Data supplied:
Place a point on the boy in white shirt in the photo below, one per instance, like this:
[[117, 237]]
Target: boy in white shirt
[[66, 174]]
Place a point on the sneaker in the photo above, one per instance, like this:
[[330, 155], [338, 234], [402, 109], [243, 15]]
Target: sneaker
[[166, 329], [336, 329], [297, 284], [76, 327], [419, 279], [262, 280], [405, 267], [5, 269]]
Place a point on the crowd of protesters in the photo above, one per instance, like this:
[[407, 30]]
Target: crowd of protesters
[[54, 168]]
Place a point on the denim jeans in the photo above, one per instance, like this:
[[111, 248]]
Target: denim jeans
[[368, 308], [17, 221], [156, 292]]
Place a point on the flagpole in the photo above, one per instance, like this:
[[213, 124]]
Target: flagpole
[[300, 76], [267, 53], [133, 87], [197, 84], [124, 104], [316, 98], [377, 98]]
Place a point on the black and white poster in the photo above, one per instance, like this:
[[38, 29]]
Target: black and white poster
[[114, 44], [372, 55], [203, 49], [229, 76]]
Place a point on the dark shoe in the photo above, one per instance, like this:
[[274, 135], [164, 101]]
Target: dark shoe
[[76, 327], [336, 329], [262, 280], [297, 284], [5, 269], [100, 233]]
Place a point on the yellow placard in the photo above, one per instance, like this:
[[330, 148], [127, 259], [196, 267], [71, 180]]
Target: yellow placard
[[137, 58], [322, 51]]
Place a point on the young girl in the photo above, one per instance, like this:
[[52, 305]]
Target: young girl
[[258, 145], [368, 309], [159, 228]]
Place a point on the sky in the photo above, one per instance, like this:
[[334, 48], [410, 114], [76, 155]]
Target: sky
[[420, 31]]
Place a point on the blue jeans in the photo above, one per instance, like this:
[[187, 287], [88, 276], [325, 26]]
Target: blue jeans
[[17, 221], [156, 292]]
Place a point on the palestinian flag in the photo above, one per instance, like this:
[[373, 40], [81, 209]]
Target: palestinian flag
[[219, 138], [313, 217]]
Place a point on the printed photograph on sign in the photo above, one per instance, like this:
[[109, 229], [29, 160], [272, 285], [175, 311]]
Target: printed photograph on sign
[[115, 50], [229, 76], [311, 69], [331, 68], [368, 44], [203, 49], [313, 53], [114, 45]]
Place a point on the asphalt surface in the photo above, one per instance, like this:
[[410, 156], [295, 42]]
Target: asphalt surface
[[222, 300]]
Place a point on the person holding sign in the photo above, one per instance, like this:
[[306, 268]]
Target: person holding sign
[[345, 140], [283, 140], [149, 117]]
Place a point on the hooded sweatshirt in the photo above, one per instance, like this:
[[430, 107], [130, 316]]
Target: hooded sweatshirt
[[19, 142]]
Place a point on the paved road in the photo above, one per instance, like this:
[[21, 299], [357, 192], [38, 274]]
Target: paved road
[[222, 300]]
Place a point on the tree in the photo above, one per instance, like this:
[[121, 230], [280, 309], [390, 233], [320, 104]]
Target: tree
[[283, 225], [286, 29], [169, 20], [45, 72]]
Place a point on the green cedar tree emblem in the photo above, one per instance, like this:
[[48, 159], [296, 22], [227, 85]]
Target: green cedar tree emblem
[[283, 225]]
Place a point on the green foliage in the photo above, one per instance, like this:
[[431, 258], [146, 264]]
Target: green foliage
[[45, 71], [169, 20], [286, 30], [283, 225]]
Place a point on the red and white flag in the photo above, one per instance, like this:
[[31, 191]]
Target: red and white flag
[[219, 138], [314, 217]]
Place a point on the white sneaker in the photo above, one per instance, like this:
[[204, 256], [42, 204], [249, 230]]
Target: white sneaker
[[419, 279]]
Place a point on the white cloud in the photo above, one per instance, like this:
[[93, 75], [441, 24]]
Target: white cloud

Work to complete: Rewrite all the rows above, substituting "Mark" for every "Place a point on" and leaving everything else unchanged.

Solution:
Mark the boy in white shirt in the photo below, one per instance, like this:
[[117, 237]]
Target: boy in white shirt
[[66, 174]]
Mark the sneaker in the photo above, one per instance, like this:
[[330, 155], [338, 234], [402, 109], [243, 15]]
Target: sneaker
[[166, 329], [336, 329], [297, 284], [76, 327], [419, 279], [262, 280], [405, 267], [5, 269]]
Mark the crowd of protesters in the photo above, one per instance, like this:
[[407, 30]]
Target: crowd of protesters
[[54, 168]]
Mark the denim jeans in the photo above, one per instance, like this:
[[111, 248]]
Target: denim jeans
[[368, 308], [17, 221], [156, 292]]
Mark the flagpole in the photo above, one per instance, like this:
[[213, 124]]
Target: flagpole
[[300, 76], [267, 53], [133, 87], [197, 84], [124, 104], [316, 98], [377, 98]]
Mark the black and white poster in the photo above, one per instance, like this:
[[38, 29]]
Target: black and white poster
[[114, 44], [372, 55], [203, 49], [229, 76]]
Mark the dark shoe in the photo above, one per instance, like this:
[[274, 135], [164, 101]]
Target: dark shoe
[[76, 327], [336, 329], [262, 280], [297, 284], [5, 269], [100, 233]]
Mark the yellow placard in the photo above, one per instance, like this:
[[330, 148], [127, 259], [196, 267], [71, 180]]
Target: yellow placard
[[137, 58], [322, 51]]
Mark the young girl in the photo above, one per instance, like this:
[[52, 305]]
Target: young girl
[[258, 145], [368, 309], [159, 228]]
Mark the sky in the photo above, one per instance, like this:
[[334, 48], [410, 114], [76, 155]]
Target: sky
[[420, 31]]
Mark the blue jeans in the photo above, one per instance, like this:
[[187, 287], [88, 276], [325, 26]]
Target: blue jeans
[[17, 221], [156, 292]]
Mark the palestinian flag in the photo above, one per instance, like this:
[[373, 40], [81, 209]]
Target: palestinian flag
[[219, 138], [313, 217]]
Mark the printed photograph on sign in the photo above, one per instance, like this:
[[109, 229], [29, 160], [272, 285], [175, 311]]
Target: printed photograph on sign
[[115, 50], [229, 76], [311, 69], [331, 68], [368, 44], [203, 49], [313, 53], [114, 45]]
Mark the asphalt surface in the photo above, one per instance, like this:
[[410, 156], [295, 42]]
Target: asphalt surface
[[222, 300]]
Mark the person holding sign in the photo above, one per instance, like this:
[[306, 268]]
Target: person holding sign
[[345, 140], [283, 140], [149, 117]]
Mark the hooded sweatshirt in the photo above, one per instance, like this:
[[430, 107], [130, 316]]
Target: hooded sweatshirt
[[19, 142]]
Mark the paved road in the photo above, one per instance, like this:
[[21, 299], [357, 192], [38, 274]]
Target: paved road
[[222, 300]]
Mark the tree in the photo above, one per instance, like this:
[[121, 230], [280, 309], [390, 233], [320, 104]]
Target: tree
[[283, 225], [286, 29], [169, 20], [45, 72]]
Mark the green cedar tree emblem in the photo above, one per instance, like this:
[[48, 159], [296, 22], [227, 85]]
Target: green cedar tree emblem
[[283, 225]]
Mark the green foliage in the photo above, one per instance, like this:
[[431, 258], [146, 264]]
Target: green foliage
[[45, 71], [169, 20], [286, 30], [283, 225]]
Mark the red and white flag in the photo above, one per instance, like this:
[[31, 191]]
Target: red and white flag
[[219, 138], [314, 217]]
Mark the white sneaker in the photo above, one per instance, like this:
[[204, 256], [42, 204], [249, 230]]
Target: white sneaker
[[419, 279]]
Mark the white cloud in the photo above, one per instance, like this:
[[93, 75], [441, 24]]
Target: white cloud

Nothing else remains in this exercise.